Take all the material and copy it exactly.
Begin RECORD EXTRACTS
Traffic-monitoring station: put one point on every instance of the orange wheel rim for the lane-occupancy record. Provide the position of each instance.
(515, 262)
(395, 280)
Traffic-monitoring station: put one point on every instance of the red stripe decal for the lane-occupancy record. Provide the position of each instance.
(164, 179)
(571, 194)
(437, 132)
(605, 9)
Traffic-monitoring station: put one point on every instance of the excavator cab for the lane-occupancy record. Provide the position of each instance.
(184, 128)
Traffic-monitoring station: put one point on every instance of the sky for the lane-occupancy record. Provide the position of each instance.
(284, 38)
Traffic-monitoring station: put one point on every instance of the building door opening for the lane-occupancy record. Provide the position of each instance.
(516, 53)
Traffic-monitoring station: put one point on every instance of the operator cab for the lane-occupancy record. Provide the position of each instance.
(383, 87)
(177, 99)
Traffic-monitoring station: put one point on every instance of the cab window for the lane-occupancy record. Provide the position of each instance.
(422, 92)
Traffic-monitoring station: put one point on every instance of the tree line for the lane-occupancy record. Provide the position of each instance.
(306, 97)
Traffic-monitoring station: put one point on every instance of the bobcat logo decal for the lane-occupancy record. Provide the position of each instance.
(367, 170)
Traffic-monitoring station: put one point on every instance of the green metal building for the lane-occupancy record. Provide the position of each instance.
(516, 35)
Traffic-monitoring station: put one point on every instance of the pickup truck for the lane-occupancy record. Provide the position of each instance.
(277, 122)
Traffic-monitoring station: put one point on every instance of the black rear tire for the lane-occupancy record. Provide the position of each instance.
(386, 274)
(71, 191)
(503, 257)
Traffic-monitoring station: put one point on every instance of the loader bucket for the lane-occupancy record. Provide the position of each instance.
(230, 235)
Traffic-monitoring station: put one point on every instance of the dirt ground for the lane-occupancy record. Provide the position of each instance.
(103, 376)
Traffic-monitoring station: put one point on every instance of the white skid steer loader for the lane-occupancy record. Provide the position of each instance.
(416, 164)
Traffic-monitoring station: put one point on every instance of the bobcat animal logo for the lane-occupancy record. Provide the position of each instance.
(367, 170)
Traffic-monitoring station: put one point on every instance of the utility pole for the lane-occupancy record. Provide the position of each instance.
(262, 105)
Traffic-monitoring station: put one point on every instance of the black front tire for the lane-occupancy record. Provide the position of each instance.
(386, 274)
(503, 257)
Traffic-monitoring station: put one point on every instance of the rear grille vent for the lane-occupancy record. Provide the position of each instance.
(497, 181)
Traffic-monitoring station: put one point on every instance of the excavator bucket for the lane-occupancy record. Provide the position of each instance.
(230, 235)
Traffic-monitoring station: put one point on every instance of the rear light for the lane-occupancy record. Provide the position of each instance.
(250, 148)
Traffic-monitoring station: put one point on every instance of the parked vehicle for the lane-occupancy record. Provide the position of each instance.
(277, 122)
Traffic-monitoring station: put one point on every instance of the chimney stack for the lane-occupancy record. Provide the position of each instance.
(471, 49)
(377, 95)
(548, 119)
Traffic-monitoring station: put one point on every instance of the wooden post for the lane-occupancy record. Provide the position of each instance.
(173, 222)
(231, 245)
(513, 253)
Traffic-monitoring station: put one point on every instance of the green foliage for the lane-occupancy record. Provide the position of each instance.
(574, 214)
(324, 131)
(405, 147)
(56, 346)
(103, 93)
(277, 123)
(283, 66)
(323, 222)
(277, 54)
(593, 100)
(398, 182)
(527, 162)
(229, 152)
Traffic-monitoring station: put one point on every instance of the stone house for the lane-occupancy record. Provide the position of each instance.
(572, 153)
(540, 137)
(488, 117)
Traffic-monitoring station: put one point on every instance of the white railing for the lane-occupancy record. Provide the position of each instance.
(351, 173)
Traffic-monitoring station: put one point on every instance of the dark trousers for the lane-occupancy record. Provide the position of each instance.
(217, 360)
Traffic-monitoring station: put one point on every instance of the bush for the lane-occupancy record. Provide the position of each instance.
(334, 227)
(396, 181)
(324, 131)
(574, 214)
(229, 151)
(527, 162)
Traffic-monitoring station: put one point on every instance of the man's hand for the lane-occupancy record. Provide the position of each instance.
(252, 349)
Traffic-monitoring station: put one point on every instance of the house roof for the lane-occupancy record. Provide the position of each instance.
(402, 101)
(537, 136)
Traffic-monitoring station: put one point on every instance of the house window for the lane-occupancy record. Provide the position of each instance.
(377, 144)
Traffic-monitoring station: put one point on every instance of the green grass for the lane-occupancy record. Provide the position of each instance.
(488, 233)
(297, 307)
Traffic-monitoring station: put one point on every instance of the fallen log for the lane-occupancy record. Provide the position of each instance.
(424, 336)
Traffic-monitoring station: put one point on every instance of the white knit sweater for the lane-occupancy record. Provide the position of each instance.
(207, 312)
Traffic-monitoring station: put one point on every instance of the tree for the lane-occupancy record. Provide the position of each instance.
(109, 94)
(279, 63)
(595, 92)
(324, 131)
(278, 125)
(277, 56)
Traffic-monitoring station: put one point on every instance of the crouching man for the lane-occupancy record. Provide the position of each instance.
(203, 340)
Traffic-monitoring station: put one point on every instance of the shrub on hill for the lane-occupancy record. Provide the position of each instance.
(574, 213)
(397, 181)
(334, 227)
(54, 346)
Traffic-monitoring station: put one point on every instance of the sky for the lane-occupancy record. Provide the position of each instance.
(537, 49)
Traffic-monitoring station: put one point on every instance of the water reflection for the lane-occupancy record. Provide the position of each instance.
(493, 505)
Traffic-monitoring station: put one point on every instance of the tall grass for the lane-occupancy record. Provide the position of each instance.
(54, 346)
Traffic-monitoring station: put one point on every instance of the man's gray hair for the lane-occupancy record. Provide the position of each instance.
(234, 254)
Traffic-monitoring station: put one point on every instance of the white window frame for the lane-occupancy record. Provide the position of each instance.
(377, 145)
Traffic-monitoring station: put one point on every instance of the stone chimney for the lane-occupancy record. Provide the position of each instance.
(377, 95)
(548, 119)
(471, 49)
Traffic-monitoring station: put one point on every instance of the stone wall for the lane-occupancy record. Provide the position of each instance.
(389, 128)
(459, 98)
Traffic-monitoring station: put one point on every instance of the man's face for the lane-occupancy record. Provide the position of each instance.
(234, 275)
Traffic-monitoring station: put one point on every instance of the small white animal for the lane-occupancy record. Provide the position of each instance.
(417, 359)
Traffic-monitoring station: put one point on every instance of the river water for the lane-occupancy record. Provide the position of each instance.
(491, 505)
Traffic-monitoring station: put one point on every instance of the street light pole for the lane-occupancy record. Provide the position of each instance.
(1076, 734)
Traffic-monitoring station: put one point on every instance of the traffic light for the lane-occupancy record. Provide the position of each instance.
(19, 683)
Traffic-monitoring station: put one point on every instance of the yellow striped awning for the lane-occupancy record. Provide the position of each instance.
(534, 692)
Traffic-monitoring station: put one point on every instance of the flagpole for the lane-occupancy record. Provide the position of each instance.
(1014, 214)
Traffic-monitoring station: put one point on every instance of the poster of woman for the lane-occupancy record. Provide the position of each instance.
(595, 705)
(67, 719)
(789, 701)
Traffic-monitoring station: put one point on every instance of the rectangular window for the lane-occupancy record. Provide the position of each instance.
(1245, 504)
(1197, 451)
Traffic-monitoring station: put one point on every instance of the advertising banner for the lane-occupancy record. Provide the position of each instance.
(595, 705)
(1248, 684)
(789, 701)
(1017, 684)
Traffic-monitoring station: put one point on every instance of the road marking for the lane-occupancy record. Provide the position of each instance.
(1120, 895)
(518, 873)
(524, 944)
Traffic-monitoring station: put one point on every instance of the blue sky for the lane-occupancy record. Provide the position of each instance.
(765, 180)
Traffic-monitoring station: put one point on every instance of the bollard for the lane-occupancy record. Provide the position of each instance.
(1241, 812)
End RECORD EXTRACTS
**THE REPLY**
Traffic-monitoring station: put one point on every instance of the orange wheel rim for the lane-occupancy record. Provide the position of each instance.
(515, 262)
(395, 280)
Traffic-monitoring station: put one point on every instance of the red stripe decal for the lane-occupancy record. Provide the position of each instance.
(164, 179)
(571, 194)
(437, 132)
(605, 9)
Traffic-monitoring station: put one point on every instance of the excavator cab for the lane-occupancy record. Provide the position of each instance.
(184, 128)
Traffic-monitoring station: put one point on every instance of the sky for the lane-occupancy record. Provide the position of each instance.
(284, 38)
Traffic-monitoring station: put one point on every instance of the building door opening for the lane-occupancy record. Provide the position of each instance.
(516, 53)
Traffic-monitoring station: put one point on every instance of the operator cab for the lane-occupancy record. Provide the position of each instance.
(383, 87)
(177, 99)
Traffic-monitoring station: put one point on every instance of the cab window for the lane-occupancy record. Provide the position of each instance.
(422, 92)
Traffic-monitoring station: put one point on every instance of the tree line for the lane-occupancy record. Provide the position of each instance.
(306, 97)
Traffic-monitoring station: put one point on every instance of the bobcat logo decal for the lane-occupancy record. Provide the position of each instance.
(367, 170)
Traffic-monitoring station: put one point on every instance of the green metal building for the lane-occupancy record. Provide the position of each instance.
(516, 35)
Traffic-monitoring station: put one point on every instance of the pickup truck for the lane-occupancy record. Provide the position of each instance.
(277, 122)
Traffic-monitoring station: put one point on every instance of the black rear tire for the lane-occupancy record. Provide the position of each instance.
(386, 274)
(71, 191)
(503, 257)
Traffic-monitoring station: put one point on every instance of the loader bucket for the lane-occupancy record. Provide the position of each instance.
(230, 235)
Traffic-monitoring station: put one point on every instance of the dirt ground for the lane-occupancy record. Provide the position of each instance.
(103, 376)
Traffic-monitoring station: put one point on every instance of the white skid steer loader for the lane-occupancy record. Provide the position of each instance.
(416, 164)
Traffic-monitoring station: put one point on every instance of the bobcat animal logo for the lane-occupancy record. Provide the position of each instance.
(367, 170)
Traffic-monitoring station: put one point on every instance of the utility pole for the lane-occupancy record. Provide the position of each instance.
(262, 105)
Traffic-monitoring station: put one point on every instance of the black front tire for the lane-occupancy record. Provide the position of each instance.
(386, 274)
(503, 257)
Traffic-monitoring station: put one point on every instance of the rear grille vent for the lane-occupancy record. Provide the position of each instance.
(497, 181)
Traffic-monitoring station: put one point on every instance of the excavator bucket for the lane-occupancy record. Provide the position of each instance.
(230, 235)
Traffic-monitoring station: put one point on every instance of the rear light for the lane-occupancy record. Provide the position of each instance.
(250, 148)
Traffic-monitoring station: put one point on every instance of the parked vehicle for the lane-occupancy record. Provide the position of each instance.
(277, 122)
Traffic-monitoring station: put one point on every instance of the chimney stack for the lane-occupancy record. Provide the position of each instance.
(471, 49)
(377, 95)
(548, 119)
Traffic-monitoring station: put one point on every instance of the wooden post for the lane-occupancy record. Provide the position of each instance.
(173, 222)
(231, 245)
(513, 253)
Traffic-monitoring station: put one point on every instance of the green foliage for the lane-occupancy record. Provide the position of each instance.
(574, 214)
(324, 131)
(405, 147)
(56, 346)
(103, 93)
(277, 123)
(283, 66)
(323, 222)
(277, 54)
(593, 100)
(398, 182)
(527, 162)
(229, 152)
Traffic-monitoring station: put one point on every instance of the stone house for the lane-occupancy record. Provide the position of each instance.
(572, 153)
(540, 137)
(488, 117)
Traffic-monitoring station: put one point on every instance of the white railing for the lane-occupancy record. Provide the position of each instance.
(351, 173)
Traffic-monitoring station: put one point on every instance of the dark trousers for the lane-occupancy record. Provide the position of each instance.
(217, 360)
Traffic-monitoring station: put one point on every instance of the bush for the lane-occupancy record. Provide the position of each instance.
(334, 227)
(396, 181)
(324, 131)
(574, 214)
(229, 151)
(527, 162)
Traffic-monitoring station: put one point on every instance of the man's hand for the lane-occupancy record. Provide the position of each instance.
(252, 349)
Traffic-monitoring station: put one point on every instance of the house roof for the lane-occupancy record. Provide the position of each instance.
(402, 101)
(537, 136)
Traffic-monitoring station: put one point on every instance of the house window for the lane-occupancy record. Provide the position of each instance.
(377, 144)
Traffic-monitoring station: put one point on every instance of the green grass for the lane-occupancy record. Provide the position of each instance.
(488, 233)
(297, 307)
Traffic-monitoring station: put one point on every instance of the fallen log for the lane-occupancy record. Provide the position of each instance.
(424, 336)
Traffic-monitoring station: put one point on every instance of the white knit sweater for the lane-occupancy record. Provide the position of each instance.
(207, 312)
Traffic-monitoring station: put one point on every instance of the tree for the lane-occupancy record. Provide the position of each instance.
(109, 94)
(279, 63)
(595, 92)
(324, 131)
(278, 125)
(277, 56)
Traffic-monitoring station: put one point on every instance of the crouching man for the lane-occupancy record. Provide the position of each instance.
(203, 340)
Traffic-monitoring station: put one point on every instance of the shrub on hill for the lane-occupancy record. Provide the position of each instance.
(574, 213)
(397, 181)
(334, 227)
(54, 346)
Traffic-monitoring station: put one point on every instance of the sky for the lane-occupancy record. Provide the position of each instance.
(537, 49)
Traffic-monitoring station: put one point on every instance of the water reflection for the lane-occupancy record. Provide the position of each instance.
(493, 505)
Traffic-monitoring station: put one point on every instance of the tall grass for the lane-occupancy record. Provide the position of each instance.
(54, 346)
Traffic-monitoring station: put one point on every instance of the man's gray hair for the lane-occupancy record. Provide the position of each instance.
(234, 254)
Traffic-monitoring station: put one point on every instance of the white window frame for the lane-occupancy record. Provide the position of each instance.
(377, 145)
Traffic-monitoring station: put one point on every instance of the stone chimney for the lane-occupancy record. Provide the position of each instance.
(377, 95)
(548, 119)
(471, 49)
Traffic-monitoring station: put one point on every instance of the stone wall for the lane-occupancy record. Provide the position of each instance.
(389, 128)
(459, 98)
Traffic-monitoring station: put one point on every instance of the man's face for the lane-occupancy record. Provide the position of each instance.
(234, 275)
Traffic-monitoring station: put one point on every instance of the small white animal for the lane-occupancy record. Provide the position of each instance.
(417, 359)
Traffic-monitoring station: put one point on every instance of the river water for the lane-occupancy record. Provide the position of each instance.
(491, 505)
Traffic-monitoring station: put one point on every instance of the street light pole for the lane-occupancy record. Provide the position of each instance.
(1076, 734)
Traffic-monitoring station: put one point on every instance of the traffic light for the lane-occupancy record. Provide the position of each instance.
(19, 683)
Traffic-monitoring station: put one point on every instance of the yellow striped awning for the lane-occupancy record. Provide the position of each instance.
(534, 692)
Traffic-monitoring station: put one point on every instance of the flagpole for the lane-occupancy record. Provide the position of each instance.
(1014, 214)
Traffic-monitoring station: put one point on every instance of the poster of woman for the lane-occupancy record. Provide the position of each instance.
(595, 705)
(67, 719)
(789, 701)
Traffic-monitoring station: put one point on every instance of the rectangular window for the lane-occupancy record. Provide the position of each instance.
(1245, 504)
(1197, 451)
Traffic-monitoring station: put one point on every instance of the advertising banner for the lane-occupancy record. Provide the position of each instance.
(595, 705)
(1248, 684)
(789, 701)
(1017, 684)
Traffic-monitoring station: put one point on every instance of the road marking for the lane-occupancy record. Provide the position of each instance.
(1120, 895)
(518, 873)
(524, 944)
Traffic-monitoring station: put one point on every instance of the blue sky for the lane-occupancy record. Provide the position of each instance.
(765, 180)
Traffic-monitoring station: put one point on every instance of the bollard for the lane-occupancy record. Provide the position of each instance.
(1241, 812)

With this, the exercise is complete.